Data below:
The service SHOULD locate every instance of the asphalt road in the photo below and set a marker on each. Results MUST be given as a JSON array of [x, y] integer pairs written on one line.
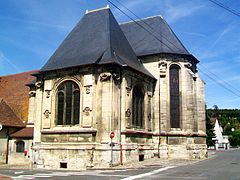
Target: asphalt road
[[225, 165]]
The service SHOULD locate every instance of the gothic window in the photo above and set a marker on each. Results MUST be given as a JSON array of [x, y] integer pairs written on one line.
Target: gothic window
[[138, 107], [68, 103], [20, 146], [174, 97]]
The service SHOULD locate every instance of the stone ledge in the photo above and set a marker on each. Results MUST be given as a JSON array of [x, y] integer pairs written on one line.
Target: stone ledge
[[70, 131]]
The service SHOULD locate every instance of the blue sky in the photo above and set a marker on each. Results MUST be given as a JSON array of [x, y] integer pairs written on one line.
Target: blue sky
[[31, 30]]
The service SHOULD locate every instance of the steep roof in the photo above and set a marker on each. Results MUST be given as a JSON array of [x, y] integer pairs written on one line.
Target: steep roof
[[96, 39], [15, 93], [8, 117], [143, 41]]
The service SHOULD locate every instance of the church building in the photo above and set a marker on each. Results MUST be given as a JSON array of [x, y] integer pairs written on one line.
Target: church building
[[115, 93]]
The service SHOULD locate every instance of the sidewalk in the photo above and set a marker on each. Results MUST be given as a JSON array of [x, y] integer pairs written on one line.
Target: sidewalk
[[131, 165]]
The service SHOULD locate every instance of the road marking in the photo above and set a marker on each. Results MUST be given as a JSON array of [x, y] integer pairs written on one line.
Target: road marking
[[148, 174]]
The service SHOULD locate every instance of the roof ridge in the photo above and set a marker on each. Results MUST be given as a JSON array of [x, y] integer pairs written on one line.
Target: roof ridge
[[25, 72], [145, 18], [98, 9]]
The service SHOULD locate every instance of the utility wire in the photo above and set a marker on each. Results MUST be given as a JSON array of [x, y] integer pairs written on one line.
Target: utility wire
[[225, 82], [138, 18], [210, 77], [226, 7], [220, 84], [140, 25]]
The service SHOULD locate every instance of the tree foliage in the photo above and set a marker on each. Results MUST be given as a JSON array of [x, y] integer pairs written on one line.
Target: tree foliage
[[229, 120], [210, 131]]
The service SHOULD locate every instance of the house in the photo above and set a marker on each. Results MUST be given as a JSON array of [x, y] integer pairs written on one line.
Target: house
[[17, 133], [220, 140], [114, 93]]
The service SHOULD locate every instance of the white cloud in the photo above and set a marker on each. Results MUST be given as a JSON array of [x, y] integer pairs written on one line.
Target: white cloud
[[175, 12], [4, 59]]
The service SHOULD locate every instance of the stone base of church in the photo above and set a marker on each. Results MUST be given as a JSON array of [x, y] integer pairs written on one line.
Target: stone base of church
[[84, 156], [183, 147]]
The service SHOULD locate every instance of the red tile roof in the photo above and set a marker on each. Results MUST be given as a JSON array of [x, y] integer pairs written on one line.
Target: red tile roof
[[13, 90], [24, 133], [8, 117]]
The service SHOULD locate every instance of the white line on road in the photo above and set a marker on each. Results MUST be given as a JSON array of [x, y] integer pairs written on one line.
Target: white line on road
[[148, 174]]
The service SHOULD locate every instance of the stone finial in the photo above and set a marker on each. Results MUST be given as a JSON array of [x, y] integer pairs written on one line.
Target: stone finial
[[105, 77]]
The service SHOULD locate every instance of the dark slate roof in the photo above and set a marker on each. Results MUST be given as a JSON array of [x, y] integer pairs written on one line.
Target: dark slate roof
[[144, 43], [8, 117], [96, 39]]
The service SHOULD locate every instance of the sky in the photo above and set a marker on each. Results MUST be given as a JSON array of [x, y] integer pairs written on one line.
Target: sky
[[31, 30]]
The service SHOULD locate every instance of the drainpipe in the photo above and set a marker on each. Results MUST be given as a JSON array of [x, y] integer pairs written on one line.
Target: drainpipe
[[7, 149], [120, 119], [159, 119]]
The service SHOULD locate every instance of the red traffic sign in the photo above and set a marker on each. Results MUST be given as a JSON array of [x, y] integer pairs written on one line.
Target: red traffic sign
[[112, 134]]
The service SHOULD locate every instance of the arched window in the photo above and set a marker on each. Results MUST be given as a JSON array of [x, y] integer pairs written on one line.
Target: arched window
[[20, 146], [68, 103], [138, 107], [174, 96]]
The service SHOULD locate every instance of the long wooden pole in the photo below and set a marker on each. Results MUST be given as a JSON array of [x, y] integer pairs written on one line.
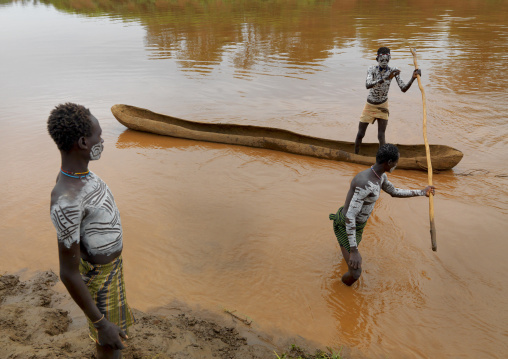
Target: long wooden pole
[[429, 162]]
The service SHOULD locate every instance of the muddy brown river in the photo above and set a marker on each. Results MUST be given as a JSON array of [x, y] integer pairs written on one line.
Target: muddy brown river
[[220, 226]]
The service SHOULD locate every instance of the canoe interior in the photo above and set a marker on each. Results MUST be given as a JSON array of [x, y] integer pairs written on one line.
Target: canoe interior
[[125, 114]]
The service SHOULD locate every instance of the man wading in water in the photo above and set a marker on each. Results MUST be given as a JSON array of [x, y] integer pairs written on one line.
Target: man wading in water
[[378, 82], [350, 220], [89, 230]]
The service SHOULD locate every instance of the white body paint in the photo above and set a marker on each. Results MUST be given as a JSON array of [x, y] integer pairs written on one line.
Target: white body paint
End of Data.
_Assignment_
Please return only the lines above, starting at the line that has "The service SHOULD locate every instance of the stone finial" and ending at the line that has "The service SHOULD locate every instance of the dark", keeping both and leaving each one unchanged.

_Output of the task_
The service SHOULD locate every instance of the stone finial in the photo above and set a marker on each. Results MUST be given as a JSON array of [x, y] integer pairs written on one line.
Target: stone finial
[[105, 77]]
The service SHOULD locate every instance of the dark slate roof in the photo above and set a marker on each. Results MUST be given as a JSON array of [x, y] integer pairs written on one line.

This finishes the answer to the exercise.